## PROVIDED PASSAGE
^^^^^^^^^^^^^^^^

Calm Down Basket

Often when young kids act out, it is a call for skill building. The child is telling us, “I am overwhelmed. I don’t have the tools to calm myself down.” When we can help a child find the tools she needs, we are setting her up for long-term success.

The calm down basket is a small collection of items the children have been taught to use that can help to self-regulate when needed. Explain that any time a child is feeling overwhelmed she can choose to use something from the Calm Down Basket to help. Often a child will just need a few minutes alone to accomplish this.  Taking a moment, and adjusting what you are doing is the skill of self-regulation!

In introducing the calm down basket, we practice each tool together with the guard dog, and ultimately with all three puppets.  Having practiced a few times, the Guard dog exclaims that it is feeling much better, and the owl and elephant take deep breaths and declare they are back and ready to do their jobs.

The basket stays in a strategic spot in the classroom, and the teacher is encouraged to practice with kids daily directing them to it when they need help settling. The chime is also used daily by the teacher to start circle time, and for moments of transition.  A lovely book to accompany this concept is Calm Down Time, by Marieka Heinlen.

A Story...

^^^^^^^^^^^^^^^^

## LISTING
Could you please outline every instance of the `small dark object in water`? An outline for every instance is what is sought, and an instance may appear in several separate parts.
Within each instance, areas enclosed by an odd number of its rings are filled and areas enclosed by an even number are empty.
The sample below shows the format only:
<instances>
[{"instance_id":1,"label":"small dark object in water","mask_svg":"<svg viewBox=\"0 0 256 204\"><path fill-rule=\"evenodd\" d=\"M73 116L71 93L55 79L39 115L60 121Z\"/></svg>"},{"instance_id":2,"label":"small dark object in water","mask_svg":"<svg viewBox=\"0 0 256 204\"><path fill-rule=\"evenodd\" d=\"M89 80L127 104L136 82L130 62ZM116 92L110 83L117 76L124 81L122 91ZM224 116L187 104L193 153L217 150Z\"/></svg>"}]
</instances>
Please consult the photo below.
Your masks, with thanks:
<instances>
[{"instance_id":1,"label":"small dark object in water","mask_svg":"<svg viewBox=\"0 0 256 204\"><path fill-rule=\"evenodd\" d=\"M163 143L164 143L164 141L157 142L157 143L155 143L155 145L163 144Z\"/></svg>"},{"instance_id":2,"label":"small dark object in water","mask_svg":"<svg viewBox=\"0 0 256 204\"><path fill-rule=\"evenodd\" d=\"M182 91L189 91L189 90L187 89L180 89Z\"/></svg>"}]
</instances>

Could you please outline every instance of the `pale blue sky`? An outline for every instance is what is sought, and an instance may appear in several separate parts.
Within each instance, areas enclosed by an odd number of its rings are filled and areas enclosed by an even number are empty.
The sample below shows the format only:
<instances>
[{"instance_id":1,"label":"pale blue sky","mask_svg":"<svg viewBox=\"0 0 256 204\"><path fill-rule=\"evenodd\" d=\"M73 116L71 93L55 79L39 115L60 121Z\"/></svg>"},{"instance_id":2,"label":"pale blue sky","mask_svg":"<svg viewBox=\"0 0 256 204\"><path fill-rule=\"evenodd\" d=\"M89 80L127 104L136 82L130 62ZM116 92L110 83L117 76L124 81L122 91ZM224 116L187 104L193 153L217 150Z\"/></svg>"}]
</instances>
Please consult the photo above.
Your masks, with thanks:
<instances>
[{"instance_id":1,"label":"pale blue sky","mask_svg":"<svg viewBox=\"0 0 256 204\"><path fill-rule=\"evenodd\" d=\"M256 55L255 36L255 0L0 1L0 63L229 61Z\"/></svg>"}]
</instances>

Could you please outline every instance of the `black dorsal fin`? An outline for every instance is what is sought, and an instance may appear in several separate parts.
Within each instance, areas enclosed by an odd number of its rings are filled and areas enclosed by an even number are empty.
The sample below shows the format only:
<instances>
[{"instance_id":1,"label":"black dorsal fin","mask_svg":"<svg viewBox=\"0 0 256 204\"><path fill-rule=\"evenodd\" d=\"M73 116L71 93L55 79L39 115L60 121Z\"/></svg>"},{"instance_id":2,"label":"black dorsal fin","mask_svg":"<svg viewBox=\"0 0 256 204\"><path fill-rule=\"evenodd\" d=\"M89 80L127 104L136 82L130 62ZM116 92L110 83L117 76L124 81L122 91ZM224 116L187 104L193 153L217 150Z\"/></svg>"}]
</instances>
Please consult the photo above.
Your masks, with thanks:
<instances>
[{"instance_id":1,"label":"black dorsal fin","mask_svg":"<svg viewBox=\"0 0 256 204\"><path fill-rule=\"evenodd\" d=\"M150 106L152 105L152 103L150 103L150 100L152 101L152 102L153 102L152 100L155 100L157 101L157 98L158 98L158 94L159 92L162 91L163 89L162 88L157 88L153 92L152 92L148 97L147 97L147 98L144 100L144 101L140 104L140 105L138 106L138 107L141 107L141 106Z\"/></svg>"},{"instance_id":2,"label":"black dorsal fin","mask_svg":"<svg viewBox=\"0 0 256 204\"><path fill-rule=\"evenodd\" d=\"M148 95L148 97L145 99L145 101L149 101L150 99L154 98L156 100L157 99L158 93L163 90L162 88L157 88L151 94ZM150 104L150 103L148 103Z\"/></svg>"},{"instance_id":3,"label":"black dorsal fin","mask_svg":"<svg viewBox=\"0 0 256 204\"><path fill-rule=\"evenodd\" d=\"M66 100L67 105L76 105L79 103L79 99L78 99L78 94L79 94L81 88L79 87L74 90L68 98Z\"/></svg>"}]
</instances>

^^^^^^^^^^^^^^^^

## GIVEN TASK
Continue the calm down basket text, starting right after its final line, "A Story...".

## RIGHT ANSWER
I once worked with a young family teaching these lessons. They left with their family Calm Down Basket, promising to use the tools. Dad called a few weeks later to report that he had come home from work in a bad mood, having had a rough day. He told his 4-year-old son that he was stressed, and his son quietly took him by the hand to the calm down basket, and together they used the sphere to breathe together. Dad teared up telling me the story!

How To Use Calm Down Basket:

Start by letting the kids examine the

items in the Calm Down Basket when you introduce it. Pass it around, let them all take turns holding each of the items, and using each appropriately. The point of this is to take the mystery out of the items. If you can get them to grow accustomed to the concept of self-calming and familiarize themselves with the tools, they’re more likely to lose some of that intrigue.

How and when the kids choose to go to the basket is up to the teacher. There may be children who need to access the basket more frequently. You can say that sometimes you’ll recommend the basket if it seems like they have a big feeling, and sometimes they can choose to go there themselves. We do want kids to learn to identify their emotions and make that determination on their own. That said, at the very beginning of introducing this idea they may need teacher guidance on the right time to go.

Image

Ready To Go To The Next Step?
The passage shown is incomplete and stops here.